▶ [Excerpts from a dataset]
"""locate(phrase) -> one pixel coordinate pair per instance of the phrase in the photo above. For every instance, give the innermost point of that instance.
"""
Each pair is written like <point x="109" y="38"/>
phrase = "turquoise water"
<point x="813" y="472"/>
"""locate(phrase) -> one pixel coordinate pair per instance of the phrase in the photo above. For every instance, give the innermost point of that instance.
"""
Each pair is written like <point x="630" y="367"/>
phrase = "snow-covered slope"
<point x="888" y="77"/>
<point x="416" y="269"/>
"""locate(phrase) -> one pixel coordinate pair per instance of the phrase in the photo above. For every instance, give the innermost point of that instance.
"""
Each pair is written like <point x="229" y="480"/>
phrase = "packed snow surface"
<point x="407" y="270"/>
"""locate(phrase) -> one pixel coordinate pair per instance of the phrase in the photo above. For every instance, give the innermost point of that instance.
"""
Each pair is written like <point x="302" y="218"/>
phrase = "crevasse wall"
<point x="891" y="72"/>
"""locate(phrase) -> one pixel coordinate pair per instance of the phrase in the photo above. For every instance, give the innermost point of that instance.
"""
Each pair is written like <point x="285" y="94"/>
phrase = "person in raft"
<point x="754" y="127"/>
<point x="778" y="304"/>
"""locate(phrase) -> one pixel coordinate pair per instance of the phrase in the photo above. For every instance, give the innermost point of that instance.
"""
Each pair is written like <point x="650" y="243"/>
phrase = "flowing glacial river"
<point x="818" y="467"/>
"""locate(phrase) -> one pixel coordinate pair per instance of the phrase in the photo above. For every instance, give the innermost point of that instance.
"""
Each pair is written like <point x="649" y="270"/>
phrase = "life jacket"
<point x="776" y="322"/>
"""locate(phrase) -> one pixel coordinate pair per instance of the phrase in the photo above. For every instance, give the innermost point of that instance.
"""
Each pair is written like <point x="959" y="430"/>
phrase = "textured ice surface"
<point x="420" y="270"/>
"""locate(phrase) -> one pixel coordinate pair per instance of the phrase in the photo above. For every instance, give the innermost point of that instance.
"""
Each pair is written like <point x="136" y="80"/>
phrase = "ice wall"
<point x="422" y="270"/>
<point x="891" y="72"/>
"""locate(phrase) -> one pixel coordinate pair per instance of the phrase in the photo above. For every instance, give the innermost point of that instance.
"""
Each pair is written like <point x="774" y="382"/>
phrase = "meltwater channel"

▶ [Work to be completed]
Repeat each line above exactly as written.

▶ [Exercise response]
"""locate(phrase) -> one pixel coordinate pair per instance of the phrase in the photo above. For every instance, give the innermost point of that instance.
"""
Each pair is written like <point x="109" y="38"/>
phrase = "turquoise water"
<point x="813" y="472"/>
"""locate(phrase) -> one pixel coordinate pair per instance of the phrase in the photo above. For every instance, give the innermost point of that instance.
"""
Each pair is written like <point x="630" y="367"/>
phrase = "snow-covered slope"
<point x="888" y="77"/>
<point x="416" y="269"/>
"""locate(phrase) -> one pixel coordinate pair per instance of the phrase in the photo above. For every instance, give the innermost point of that instance.
"""
Each pair is written like <point x="229" y="480"/>
phrase = "packed snow surface"
<point x="407" y="270"/>
"""locate(phrase) -> one pixel coordinate pair per instance of the phrase in the photo above. For every instance, give the innermost point of that instance.
"""
Each pair is written like <point x="302" y="218"/>
phrase = "crevasse wall"
<point x="891" y="72"/>
"""locate(phrase) -> one pixel coordinate pair per instance of the phrase in the photo above. For every instance, give the innermost point of that instance.
"""
Each pair is written like <point x="285" y="94"/>
phrase = "person in raft"
<point x="754" y="127"/>
<point x="778" y="304"/>
"""locate(phrase) -> one pixel coordinate pair per instance of the phrase in the photo above. For every instance, give the innermost point of that instance.
"""
Each pair is written like <point x="650" y="243"/>
phrase = "flowing glacial river"
<point x="818" y="467"/>
"""locate(phrase) -> one pixel coordinate pair per instance of the phrase in the photo above. For every instance, give the innermost point of that instance.
"""
Each pair is written like <point x="649" y="270"/>
phrase = "life jacket"
<point x="776" y="322"/>
"""locate(phrase) -> one pixel coordinate pair per instance of the phrase in the photo above. For every instance, give the innermost point of that instance.
"""
Each pair is written like <point x="959" y="430"/>
phrase = "textured ice surface"
<point x="420" y="270"/>
"""locate(phrase) -> one pixel coordinate pair per instance of the phrase in the photo above. For every instance, give the innermost point of that instance.
"""
Each pair is written like <point x="136" y="80"/>
phrase = "ice wall"
<point x="422" y="270"/>
<point x="891" y="72"/>
"""locate(phrase) -> one pixel coordinate pair per instance of the phrase in the photo above. For every instance, give the innermost point of that instance.
"""
Each pair is written like <point x="774" y="382"/>
phrase = "meltwater channel"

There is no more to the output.